Document text:
I'm happy you found a sexy, based woman you can actually get along with ideologically now. That truly is a rare thing these days.
I would have rebuilt a new harem by now had not been for the ideological differences I have with most women I meet. The moment it's made obvious that a chick is emotionally invested in believing all the narratives coming out of the mainstream media, I immediately have to check to see if they have even the slightest presence of mind to entertain the possibility that the media might be intentionally deceptive.
And as soon as im met with an emotionally triggered reaction defending their radicalized, left wing, self righteous, arrogant belief systems, Im left with no choice but to terminate the interaction promptly.
For how much of an extroverted, socially well adjusted and well spoken individual I am, it's been such a drag to have lived these last 2+ years with such a drastically diminished social circle.
I'm grateful for the two gorgeous chicks I've been friends with for the past 10 years, who decided to place their loyalty to me above all the ideological differences we ended up discovering we had. But sadly the tall, Swedish, brunette, slam-piece, woman of my dreams, moved to Commiefornia back in 2018.
And the loyal as fuck, secretly based, genius pothead, blonde, moved 90 minutes away to a different city where she's working on getting her master's degree in Public health (totally indoctrinated into the Rockefeller controlled healthcare sector sadly)
The Swedish brunette (the one i have an uncontrollable crush on and shes well aware of it lol) is bisexual and has been dating another chick for 6 years or so, but she's openly admitted that it's more of a mutual partnership and agreement to financially support each other as they strived to build a better life together.
Which explains why she always insisted on taking naps with me where she could silently encourage me to play the game of seeing how long my hand could slide down her pants before she let out the softest little moan and made me promise not to tell her girlfriend, kek. God I miss that woman so much everyday....

Data section:

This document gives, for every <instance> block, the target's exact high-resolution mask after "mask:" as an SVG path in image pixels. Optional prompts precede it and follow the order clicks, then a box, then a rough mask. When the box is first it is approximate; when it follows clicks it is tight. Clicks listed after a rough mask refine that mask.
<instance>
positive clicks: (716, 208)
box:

Problems and tasks:
A - Decide whether each statement agrees with the post, answering yes or no and quoting the deciding words: (i) The brunette moved away in 2018. (ii) The writer has known the two friends for five years. (iii) The blonde is studying for a master's degree in public health.
B - Answer these questions from the post:
(i) How far away did the blonde move?
(ii) About how long has the Swedish brunette been dating her girlfriend?
(iii) For how long has the writer lived with a diminished social circle?

Answers provided:
A -
(i) Yes: "moved to Commiefornia back in 2018"
(ii) No: "I've been friends with for the past 10 years"
(iii) Yes: "working on getting her master's degree in Public health"

B -
(i) 90 minutes away, to a different city
(ii) 6 years or so
(iii) The last 2+ years